RECORDS FOR PROCESSING -

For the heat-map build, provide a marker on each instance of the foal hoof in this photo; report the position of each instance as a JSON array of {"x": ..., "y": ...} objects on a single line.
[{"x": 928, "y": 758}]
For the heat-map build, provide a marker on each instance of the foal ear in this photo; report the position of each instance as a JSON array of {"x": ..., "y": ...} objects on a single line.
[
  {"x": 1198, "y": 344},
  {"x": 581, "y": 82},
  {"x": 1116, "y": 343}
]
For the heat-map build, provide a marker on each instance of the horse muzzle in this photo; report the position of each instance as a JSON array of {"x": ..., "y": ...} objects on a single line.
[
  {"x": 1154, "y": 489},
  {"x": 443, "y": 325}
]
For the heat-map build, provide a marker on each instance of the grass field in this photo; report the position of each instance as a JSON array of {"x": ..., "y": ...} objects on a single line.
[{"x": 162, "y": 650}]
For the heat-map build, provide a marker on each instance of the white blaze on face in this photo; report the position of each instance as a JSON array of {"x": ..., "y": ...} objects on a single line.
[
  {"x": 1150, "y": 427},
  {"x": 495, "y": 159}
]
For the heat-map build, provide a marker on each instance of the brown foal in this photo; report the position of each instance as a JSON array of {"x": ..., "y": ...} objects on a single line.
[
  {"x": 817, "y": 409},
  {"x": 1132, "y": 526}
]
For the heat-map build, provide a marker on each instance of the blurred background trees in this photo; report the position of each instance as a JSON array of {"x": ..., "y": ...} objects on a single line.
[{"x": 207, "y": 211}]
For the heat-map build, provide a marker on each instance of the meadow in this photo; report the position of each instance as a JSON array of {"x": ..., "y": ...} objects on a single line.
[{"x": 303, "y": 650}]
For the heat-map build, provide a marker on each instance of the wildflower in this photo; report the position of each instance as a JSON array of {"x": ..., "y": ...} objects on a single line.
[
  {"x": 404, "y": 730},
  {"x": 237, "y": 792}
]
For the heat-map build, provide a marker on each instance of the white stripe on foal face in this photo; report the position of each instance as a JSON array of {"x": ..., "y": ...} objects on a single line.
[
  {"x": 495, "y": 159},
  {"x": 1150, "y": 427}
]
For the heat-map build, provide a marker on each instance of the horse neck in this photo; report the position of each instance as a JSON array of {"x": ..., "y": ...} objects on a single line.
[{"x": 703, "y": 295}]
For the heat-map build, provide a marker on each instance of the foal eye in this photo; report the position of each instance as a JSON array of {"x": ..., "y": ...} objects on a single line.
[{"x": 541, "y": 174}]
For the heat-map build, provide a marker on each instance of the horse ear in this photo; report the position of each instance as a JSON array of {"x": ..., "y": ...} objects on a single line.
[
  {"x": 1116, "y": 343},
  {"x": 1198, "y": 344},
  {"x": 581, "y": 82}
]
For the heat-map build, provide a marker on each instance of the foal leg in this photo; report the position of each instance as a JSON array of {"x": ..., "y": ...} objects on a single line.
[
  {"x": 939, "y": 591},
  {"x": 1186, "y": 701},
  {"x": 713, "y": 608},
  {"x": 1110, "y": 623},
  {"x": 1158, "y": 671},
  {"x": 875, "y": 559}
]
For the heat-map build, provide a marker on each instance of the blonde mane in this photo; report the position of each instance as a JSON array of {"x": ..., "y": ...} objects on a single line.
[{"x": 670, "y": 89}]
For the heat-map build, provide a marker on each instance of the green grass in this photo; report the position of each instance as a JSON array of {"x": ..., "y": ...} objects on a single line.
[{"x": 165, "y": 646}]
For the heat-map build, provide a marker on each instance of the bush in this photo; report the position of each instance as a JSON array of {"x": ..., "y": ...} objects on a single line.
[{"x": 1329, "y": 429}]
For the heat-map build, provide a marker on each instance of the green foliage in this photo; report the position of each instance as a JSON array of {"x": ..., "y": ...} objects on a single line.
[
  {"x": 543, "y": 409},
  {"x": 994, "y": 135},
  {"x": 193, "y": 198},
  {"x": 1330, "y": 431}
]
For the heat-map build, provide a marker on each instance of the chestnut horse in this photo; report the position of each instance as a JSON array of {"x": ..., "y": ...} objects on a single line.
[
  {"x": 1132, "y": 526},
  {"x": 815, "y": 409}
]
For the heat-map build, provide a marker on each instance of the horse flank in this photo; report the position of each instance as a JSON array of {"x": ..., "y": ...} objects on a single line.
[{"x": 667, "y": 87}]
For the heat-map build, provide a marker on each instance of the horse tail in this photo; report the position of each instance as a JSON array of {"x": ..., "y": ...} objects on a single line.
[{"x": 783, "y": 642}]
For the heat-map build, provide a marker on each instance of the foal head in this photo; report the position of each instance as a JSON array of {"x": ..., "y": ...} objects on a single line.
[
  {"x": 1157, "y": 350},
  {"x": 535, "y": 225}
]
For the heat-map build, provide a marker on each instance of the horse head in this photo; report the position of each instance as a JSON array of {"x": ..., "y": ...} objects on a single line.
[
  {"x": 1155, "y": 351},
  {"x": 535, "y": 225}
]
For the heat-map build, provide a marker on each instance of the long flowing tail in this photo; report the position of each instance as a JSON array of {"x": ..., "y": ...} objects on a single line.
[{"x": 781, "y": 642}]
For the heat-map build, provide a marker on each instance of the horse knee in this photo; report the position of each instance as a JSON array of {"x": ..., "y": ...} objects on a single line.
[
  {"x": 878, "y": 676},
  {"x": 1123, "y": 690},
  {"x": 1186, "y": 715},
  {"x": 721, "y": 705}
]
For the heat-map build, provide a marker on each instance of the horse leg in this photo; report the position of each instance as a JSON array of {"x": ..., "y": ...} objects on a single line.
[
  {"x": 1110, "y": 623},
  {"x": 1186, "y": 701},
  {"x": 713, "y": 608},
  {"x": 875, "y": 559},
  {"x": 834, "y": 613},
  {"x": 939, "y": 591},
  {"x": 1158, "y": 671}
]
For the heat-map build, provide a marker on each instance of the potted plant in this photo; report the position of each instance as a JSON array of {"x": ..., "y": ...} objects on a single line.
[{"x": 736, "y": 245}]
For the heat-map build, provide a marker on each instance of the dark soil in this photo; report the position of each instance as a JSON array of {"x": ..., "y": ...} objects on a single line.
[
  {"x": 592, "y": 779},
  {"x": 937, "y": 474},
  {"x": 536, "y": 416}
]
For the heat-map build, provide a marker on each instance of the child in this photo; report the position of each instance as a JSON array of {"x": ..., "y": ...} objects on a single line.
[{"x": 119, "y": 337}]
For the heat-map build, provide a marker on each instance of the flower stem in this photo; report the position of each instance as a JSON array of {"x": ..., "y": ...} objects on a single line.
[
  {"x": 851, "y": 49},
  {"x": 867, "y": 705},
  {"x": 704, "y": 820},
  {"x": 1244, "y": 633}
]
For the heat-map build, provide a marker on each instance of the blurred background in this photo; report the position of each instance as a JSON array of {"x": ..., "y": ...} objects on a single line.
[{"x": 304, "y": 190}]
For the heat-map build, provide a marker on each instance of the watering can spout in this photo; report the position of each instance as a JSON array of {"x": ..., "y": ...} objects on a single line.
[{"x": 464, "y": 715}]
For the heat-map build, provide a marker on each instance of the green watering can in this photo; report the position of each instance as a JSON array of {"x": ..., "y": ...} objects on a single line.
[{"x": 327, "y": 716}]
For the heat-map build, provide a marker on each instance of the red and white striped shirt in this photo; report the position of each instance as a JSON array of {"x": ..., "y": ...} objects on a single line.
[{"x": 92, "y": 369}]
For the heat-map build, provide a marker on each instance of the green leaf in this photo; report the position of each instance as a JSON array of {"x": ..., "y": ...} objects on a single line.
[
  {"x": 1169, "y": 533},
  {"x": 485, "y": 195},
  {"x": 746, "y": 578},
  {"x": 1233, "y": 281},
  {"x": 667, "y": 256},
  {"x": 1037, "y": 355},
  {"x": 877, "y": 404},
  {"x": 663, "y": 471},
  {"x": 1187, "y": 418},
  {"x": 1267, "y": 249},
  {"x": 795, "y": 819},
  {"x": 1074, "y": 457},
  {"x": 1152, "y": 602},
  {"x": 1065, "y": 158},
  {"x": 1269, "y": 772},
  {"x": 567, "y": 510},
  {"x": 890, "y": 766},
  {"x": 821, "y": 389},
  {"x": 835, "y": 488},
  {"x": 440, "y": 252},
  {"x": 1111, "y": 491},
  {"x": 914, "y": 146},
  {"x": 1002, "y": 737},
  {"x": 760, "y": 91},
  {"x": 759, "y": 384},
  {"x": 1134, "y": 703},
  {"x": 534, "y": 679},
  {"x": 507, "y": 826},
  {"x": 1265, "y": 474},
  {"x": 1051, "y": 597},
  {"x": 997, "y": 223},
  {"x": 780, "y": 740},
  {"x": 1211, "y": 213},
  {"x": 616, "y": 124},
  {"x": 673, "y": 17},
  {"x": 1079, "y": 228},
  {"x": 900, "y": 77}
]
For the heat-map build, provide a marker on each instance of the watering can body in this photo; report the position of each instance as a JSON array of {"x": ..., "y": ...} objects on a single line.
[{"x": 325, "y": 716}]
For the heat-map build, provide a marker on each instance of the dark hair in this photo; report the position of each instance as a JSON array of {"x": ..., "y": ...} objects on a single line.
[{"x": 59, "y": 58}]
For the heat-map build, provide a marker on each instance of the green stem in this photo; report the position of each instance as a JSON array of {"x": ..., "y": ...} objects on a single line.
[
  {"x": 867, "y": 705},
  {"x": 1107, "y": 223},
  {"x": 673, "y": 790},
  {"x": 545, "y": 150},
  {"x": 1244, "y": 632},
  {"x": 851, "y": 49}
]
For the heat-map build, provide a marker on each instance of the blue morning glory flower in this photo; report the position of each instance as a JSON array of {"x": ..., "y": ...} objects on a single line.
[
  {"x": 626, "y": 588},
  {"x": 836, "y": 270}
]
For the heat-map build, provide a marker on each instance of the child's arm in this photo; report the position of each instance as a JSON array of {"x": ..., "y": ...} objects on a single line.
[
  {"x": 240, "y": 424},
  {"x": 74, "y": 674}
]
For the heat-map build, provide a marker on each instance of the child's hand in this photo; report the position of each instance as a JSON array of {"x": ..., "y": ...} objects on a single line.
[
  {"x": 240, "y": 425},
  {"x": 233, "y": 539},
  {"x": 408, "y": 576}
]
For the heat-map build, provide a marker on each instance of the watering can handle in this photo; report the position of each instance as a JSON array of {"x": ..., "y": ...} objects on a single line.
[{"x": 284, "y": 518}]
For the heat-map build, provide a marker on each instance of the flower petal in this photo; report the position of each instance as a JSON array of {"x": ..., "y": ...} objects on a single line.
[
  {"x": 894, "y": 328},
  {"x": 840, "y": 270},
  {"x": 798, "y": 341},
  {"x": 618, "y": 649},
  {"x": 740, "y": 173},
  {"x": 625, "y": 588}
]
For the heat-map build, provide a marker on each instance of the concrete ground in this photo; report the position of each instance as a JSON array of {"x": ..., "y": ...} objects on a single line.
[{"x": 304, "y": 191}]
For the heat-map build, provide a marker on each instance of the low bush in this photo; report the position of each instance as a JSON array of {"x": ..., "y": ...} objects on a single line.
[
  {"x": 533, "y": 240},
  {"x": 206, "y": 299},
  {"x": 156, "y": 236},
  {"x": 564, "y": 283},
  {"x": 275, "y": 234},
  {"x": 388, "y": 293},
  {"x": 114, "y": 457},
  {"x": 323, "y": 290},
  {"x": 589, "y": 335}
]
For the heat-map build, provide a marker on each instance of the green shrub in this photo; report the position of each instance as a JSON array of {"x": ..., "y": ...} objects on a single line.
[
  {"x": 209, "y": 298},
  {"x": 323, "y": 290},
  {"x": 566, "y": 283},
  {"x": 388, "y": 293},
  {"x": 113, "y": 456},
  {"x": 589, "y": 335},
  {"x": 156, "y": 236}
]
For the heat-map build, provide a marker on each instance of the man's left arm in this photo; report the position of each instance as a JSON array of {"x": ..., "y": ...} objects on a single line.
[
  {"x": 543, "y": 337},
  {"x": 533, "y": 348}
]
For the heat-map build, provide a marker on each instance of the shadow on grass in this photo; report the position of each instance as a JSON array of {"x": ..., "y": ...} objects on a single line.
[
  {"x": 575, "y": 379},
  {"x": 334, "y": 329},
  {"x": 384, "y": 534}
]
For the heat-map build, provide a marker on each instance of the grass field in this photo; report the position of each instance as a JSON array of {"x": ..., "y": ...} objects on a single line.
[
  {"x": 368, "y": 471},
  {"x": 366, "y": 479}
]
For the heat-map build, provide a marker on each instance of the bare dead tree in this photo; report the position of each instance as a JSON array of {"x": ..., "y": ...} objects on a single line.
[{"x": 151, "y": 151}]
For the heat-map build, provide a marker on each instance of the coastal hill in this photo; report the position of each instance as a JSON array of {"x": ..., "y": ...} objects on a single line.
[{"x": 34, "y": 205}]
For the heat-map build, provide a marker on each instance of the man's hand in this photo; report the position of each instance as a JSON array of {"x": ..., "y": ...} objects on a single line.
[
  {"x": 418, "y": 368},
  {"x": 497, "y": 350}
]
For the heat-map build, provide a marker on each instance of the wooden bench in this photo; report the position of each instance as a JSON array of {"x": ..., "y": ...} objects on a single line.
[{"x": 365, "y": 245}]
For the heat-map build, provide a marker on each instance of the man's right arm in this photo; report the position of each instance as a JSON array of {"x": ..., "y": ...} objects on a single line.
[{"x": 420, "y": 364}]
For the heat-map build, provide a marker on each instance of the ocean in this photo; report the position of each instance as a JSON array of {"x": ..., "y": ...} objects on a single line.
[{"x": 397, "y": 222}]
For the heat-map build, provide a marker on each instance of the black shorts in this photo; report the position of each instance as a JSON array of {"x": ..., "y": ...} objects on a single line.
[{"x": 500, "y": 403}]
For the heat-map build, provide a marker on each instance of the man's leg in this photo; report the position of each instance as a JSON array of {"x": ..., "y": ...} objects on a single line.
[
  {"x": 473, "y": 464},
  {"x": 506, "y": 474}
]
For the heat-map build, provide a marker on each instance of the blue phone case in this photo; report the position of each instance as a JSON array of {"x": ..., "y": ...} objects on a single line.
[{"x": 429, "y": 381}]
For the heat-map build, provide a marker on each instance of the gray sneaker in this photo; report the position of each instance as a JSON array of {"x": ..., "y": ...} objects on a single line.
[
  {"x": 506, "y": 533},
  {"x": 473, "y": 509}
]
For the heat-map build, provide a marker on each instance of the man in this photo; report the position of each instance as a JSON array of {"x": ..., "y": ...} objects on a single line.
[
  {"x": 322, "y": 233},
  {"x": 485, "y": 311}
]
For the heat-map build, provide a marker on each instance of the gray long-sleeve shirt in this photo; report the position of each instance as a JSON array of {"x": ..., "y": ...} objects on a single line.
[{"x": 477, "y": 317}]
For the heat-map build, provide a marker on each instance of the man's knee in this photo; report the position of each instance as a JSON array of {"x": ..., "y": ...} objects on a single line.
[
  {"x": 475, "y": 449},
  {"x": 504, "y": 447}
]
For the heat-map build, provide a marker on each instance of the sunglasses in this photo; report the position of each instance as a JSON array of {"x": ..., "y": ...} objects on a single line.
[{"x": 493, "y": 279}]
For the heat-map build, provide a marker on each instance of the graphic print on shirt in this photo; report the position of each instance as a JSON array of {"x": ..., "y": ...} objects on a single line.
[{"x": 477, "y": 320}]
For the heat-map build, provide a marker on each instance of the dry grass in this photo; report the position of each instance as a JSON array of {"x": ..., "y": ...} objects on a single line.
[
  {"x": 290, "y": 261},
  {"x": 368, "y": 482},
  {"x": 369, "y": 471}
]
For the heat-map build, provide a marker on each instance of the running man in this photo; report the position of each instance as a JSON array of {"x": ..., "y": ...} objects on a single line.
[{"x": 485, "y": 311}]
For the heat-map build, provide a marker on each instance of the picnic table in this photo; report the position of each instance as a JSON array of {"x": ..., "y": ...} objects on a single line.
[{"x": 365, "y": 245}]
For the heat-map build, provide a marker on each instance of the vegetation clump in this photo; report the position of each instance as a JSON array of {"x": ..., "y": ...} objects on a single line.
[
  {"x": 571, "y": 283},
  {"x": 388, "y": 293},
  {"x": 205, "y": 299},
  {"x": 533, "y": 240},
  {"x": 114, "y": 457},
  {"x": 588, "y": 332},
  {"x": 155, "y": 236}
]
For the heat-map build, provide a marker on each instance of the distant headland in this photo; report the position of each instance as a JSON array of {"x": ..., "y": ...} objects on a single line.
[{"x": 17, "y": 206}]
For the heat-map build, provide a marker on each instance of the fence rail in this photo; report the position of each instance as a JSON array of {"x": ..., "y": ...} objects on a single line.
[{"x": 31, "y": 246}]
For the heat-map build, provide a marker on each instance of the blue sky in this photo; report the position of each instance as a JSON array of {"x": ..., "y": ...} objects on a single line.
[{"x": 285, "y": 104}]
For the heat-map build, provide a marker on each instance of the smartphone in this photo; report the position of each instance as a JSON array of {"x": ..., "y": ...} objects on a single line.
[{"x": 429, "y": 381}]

TASK GOAL -
Copy exactly the lines from the one containing "of the fence" through the last line of the records, both included, and nothing else.

ANSWER TO THE TASK -
For the heat-map build, provide a marker on each instance of the fence rail in this photo; report the position of each instance as a JSON array of {"x": ..., "y": ...} objects on a single line.
[{"x": 31, "y": 246}]
For the heat-map build, provide a marker on each instance of the blue sky in this photo; report the position of each instance as a JSON array of {"x": ..., "y": ...} objects on a single line.
[{"x": 285, "y": 104}]
For the heat-map build, provide a marker on each instance of the smartphone in this photo; report the position of each instance as a JSON array of {"x": ..., "y": ...} objects on a single line.
[{"x": 429, "y": 381}]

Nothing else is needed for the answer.